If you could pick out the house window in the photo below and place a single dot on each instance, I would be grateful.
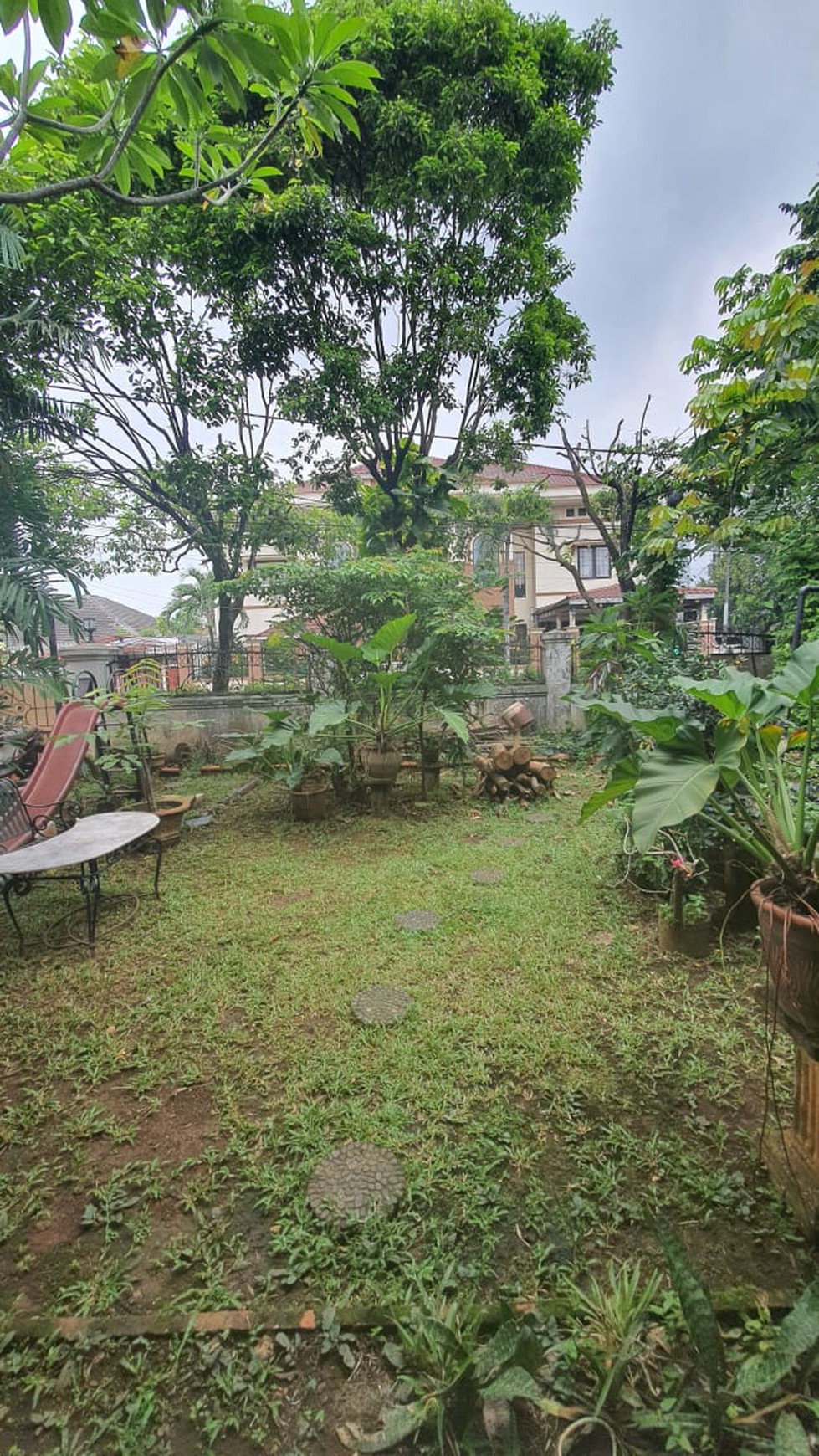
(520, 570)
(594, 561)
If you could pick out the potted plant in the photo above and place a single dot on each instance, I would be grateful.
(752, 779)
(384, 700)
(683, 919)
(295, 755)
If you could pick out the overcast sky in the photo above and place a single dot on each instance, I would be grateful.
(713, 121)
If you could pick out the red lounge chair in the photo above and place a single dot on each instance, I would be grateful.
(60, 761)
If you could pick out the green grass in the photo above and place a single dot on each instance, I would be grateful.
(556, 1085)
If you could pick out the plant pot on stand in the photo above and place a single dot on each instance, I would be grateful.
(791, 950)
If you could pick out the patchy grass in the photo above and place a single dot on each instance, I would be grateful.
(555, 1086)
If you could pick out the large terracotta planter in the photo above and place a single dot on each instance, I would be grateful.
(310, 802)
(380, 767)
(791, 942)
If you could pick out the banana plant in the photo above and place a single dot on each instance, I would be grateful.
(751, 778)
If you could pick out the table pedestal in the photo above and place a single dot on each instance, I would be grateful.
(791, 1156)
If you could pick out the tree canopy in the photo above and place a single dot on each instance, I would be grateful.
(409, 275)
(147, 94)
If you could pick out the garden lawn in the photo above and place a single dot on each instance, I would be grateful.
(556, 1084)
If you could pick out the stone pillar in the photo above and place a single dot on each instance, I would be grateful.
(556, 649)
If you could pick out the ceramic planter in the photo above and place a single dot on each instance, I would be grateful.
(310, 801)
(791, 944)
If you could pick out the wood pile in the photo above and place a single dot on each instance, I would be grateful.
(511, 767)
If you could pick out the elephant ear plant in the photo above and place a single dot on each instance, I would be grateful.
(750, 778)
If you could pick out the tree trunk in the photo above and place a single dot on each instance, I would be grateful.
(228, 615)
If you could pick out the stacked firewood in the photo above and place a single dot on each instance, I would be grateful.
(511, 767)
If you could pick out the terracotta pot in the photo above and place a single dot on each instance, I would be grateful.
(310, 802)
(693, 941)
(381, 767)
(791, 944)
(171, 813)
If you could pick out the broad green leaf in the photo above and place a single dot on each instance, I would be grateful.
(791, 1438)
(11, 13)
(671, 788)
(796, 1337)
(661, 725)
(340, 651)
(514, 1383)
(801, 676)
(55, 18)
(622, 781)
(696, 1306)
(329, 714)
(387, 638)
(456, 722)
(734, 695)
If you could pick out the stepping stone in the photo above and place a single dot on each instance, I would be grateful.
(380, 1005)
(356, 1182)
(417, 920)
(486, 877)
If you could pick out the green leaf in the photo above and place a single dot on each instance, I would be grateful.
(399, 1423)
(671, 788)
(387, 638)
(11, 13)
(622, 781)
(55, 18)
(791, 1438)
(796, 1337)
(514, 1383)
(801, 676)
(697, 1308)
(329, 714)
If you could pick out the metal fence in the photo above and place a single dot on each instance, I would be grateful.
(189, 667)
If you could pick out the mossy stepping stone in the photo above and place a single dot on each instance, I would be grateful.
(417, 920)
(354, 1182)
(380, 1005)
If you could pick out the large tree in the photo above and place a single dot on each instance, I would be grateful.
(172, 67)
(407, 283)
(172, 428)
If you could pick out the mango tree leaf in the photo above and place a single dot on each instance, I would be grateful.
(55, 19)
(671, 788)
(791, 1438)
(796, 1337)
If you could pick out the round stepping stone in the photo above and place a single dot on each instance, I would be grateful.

====================

● **STATED TASK**: Without the pictures, output the full listing exactly as it stands.

● **EXERCISE SOLUTION**:
If you could pick out the house window in the photo below and place a single dot on each instance, I would be grateful.
(520, 570)
(594, 561)
If you could pick out the potted plant in the photo above and place a single dot on each instance, I would be grateful.
(752, 779)
(384, 700)
(683, 919)
(295, 755)
If you could pick out the overcast sky in the photo above and place a single dot on each instance, I would be grateful.
(713, 121)
If you could pick out the red lounge chair in the photo above and place a single dot on each instance, I would be grateful.
(60, 761)
If you could pick out the green grass in the photo above and place a single dot on each instance, I would be grateful.
(556, 1085)
If you could pick out the plant pot on stand in the photo above and place a single dot on each instance, I would be grateful.
(791, 950)
If you could pick out the patchy grass in the photo above and place a single dot on each instance, I would be grateful.
(555, 1086)
If you could pick out the large terracotta planter in the photo above and place a single dot on each instance, I would be grateful.
(310, 802)
(380, 767)
(791, 942)
If you could pick out the banana plant in the photo above and place a single dot on each instance, I would be grateful.
(751, 778)
If you could pick out the table pedestal in the photo above and place a single dot on each instance, I would be grateful.
(791, 1156)
If you could pick out the tree canopy in the photo above and place a single dot on each instance, I would be grateful.
(409, 275)
(147, 94)
If you could pick out the garden lawn in the photo above and place a single dot on each instance, I would be grateful.
(556, 1084)
If you could pick out the stone pillar in the photo above and place a single dot on each instance, I would be grateful.
(556, 649)
If you could pick out the ceramic planter in the photo above and place a single dot on each instance, I would be grateful.
(310, 801)
(791, 944)
If you could pick out the wood pile in the photo above and place a single dot on each instance, I would be grateful.
(511, 767)
If you could pick out the elephant ear plant in the photo above and place a single dot on each instance, I would be grateful.
(750, 778)
If you could pick out the tree trunk in the photo above and place a single dot on each instance, I would be grateful.
(228, 615)
If you could pick out the stacked firewood in the photo above and place a single dot on each instance, I would be grateful.
(511, 767)
If you could pick out the terracotta pot in the photo above and place a single dot on each instance, I would be grateful.
(310, 802)
(693, 941)
(381, 767)
(791, 944)
(171, 813)
If you could pick out the broad green leaf in the photo above and place a single dot on each instance, I would be grateful.
(791, 1438)
(11, 13)
(671, 788)
(796, 1337)
(661, 725)
(340, 651)
(514, 1383)
(801, 676)
(55, 18)
(622, 781)
(696, 1306)
(329, 714)
(387, 638)
(456, 722)
(734, 695)
If you could pick out the stepping stone in the photo above and place a single dot on each instance, I would be grateful.
(380, 1005)
(356, 1182)
(417, 920)
(486, 877)
If you could pick out the green leaf in the photo above and place a single dot on each instance, I would be grateful.
(399, 1423)
(671, 788)
(387, 638)
(11, 13)
(622, 781)
(55, 18)
(791, 1438)
(796, 1337)
(514, 1383)
(801, 676)
(697, 1308)
(329, 714)
If you could pick out the metal fence in the photo above and place a single dot on each instance, I would be grateful.
(189, 667)
If you could pick out the mossy stepping stone in the photo above and place a single dot on each instance, I would be grateful.
(417, 920)
(354, 1182)
(380, 1005)
If you could pick out the large tree in the photo above and place a single dot on each instance, I would be grateful.
(172, 67)
(407, 283)
(172, 428)
If you could pick out the mango tree leaf in the photo above and place a single dot on each instance, I would be grateful.
(55, 19)
(671, 788)
(791, 1438)
(796, 1337)
If you could pick out the round stepping stone in the photo above and place a single dot on each instance, I would be grateful.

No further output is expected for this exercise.